Copy the lines of the records below word for word, starting with the line that contains "One point per instance of the narrow" and ending with the line that contains "pixel 16 243", both included. Leave the pictures out of your copy.

== Listing ==
• • • • •

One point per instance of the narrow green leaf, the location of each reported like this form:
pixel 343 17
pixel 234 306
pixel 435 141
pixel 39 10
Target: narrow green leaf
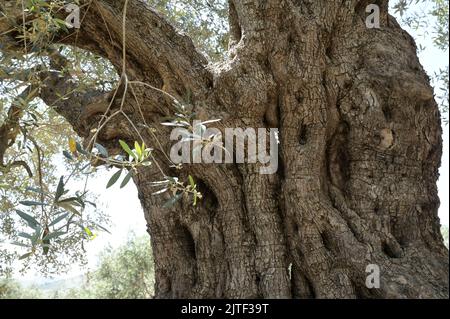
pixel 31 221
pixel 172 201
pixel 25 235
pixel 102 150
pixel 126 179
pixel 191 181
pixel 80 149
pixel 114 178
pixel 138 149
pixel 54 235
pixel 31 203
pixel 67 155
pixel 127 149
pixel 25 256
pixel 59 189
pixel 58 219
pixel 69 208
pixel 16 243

• • • • •

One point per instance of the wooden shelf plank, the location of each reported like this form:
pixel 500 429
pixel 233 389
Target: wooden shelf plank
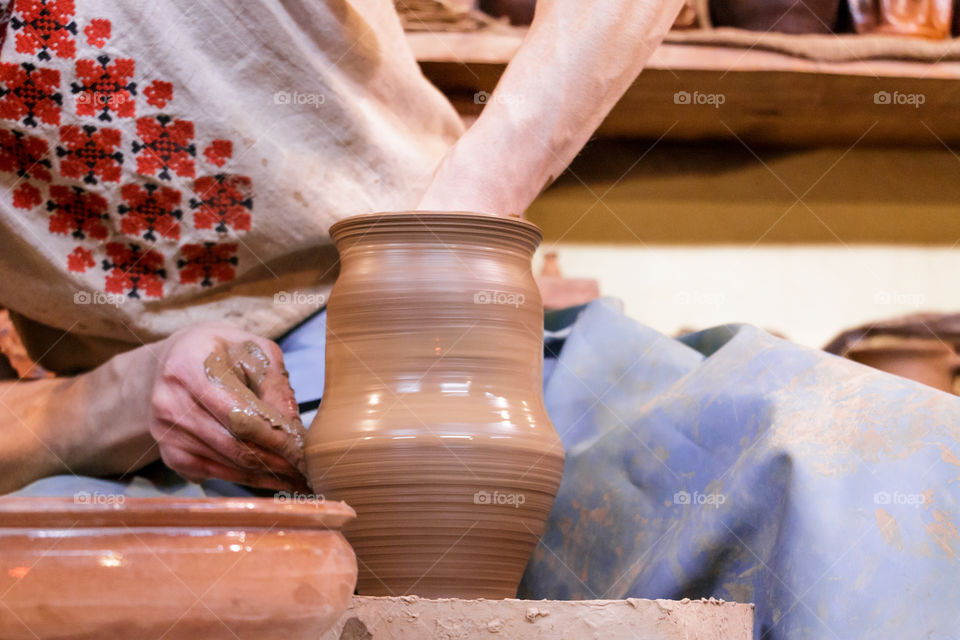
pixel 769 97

• • • • •

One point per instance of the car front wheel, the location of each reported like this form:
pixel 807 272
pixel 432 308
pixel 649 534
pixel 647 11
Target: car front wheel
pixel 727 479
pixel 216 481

• • • • •

== Correct response ==
One point per instance of the narrow green leaf, the location of each reported like this form:
pixel 343 17
pixel 234 306
pixel 435 141
pixel 39 10
Target: narrow green leaf
pixel 31 221
pixel 172 201
pixel 25 235
pixel 102 150
pixel 126 179
pixel 191 181
pixel 80 149
pixel 114 178
pixel 138 149
pixel 54 235
pixel 31 203
pixel 67 155
pixel 127 149
pixel 25 256
pixel 59 189
pixel 58 219
pixel 69 208
pixel 16 243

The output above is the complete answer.